§ Goal of the exercise
Scale the material from its start through the line holding "(1211, 496)", inclusive, and reproduce every line with the requests left unchanged. Multiply each coordinate in the answers by 1.15, round to whole numbers with halves going up, and return only those lines.

※

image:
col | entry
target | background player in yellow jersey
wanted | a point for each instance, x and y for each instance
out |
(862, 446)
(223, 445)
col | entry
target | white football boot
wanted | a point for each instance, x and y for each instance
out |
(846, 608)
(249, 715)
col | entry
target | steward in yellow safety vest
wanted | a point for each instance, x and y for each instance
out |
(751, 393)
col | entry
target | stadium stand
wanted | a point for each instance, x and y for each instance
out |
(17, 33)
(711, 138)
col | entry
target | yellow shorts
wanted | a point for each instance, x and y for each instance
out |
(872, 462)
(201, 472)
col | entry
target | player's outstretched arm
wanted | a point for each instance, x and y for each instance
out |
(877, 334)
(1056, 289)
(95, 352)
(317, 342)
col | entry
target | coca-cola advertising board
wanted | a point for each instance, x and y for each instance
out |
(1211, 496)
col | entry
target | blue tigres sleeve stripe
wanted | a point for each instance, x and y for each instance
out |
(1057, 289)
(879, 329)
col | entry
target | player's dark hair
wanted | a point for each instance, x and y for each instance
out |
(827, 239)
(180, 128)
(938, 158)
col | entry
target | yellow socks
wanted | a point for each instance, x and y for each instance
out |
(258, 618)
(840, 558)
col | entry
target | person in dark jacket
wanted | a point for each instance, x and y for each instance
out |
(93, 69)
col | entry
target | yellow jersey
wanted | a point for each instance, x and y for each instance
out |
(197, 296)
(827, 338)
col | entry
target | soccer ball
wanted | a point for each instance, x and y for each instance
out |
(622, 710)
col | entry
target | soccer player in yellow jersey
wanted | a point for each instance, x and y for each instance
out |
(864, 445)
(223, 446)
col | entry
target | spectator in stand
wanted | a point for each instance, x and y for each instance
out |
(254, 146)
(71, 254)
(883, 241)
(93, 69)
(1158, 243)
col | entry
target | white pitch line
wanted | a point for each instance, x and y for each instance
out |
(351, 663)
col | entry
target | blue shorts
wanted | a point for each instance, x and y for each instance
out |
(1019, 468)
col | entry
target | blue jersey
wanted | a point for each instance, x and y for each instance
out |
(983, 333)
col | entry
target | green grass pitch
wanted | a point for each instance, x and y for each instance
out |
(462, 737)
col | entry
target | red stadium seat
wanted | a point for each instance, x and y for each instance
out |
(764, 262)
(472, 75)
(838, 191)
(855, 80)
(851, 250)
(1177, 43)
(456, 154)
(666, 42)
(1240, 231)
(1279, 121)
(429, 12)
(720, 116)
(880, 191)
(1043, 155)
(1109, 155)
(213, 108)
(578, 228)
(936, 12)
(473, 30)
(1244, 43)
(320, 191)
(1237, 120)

※

§ Exercise output
image:
col | entry
target | background player in yellow jersey
wanted | a point for each instance, x and y for each instance
out |
(991, 513)
(256, 512)
col | entry
target | white football boot
wanted | a point for each instance, x and y for each instance
out |
(973, 699)
(286, 822)
col | entry
target | steward in yellow safety vest
wanted | a point for each instance, x and y for each instance
out |
(864, 452)
col | entry
target | stadium stand
wanted | a point for each instance, x and y for each instance
out |
(20, 38)
(818, 159)
col | entry
target | yellow shorts
wanted | a point for each instance, x and y for each instance
out |
(1003, 531)
(231, 543)
col | entry
target | player's outstretched arm
wanted | a point for each instance, x and y for each instance
out |
(1009, 384)
(1214, 332)
(109, 405)
(365, 393)
col | entry
target | coca-cola advertising board
wanted | a point for each instance, x and y for each instance
out |
(1393, 570)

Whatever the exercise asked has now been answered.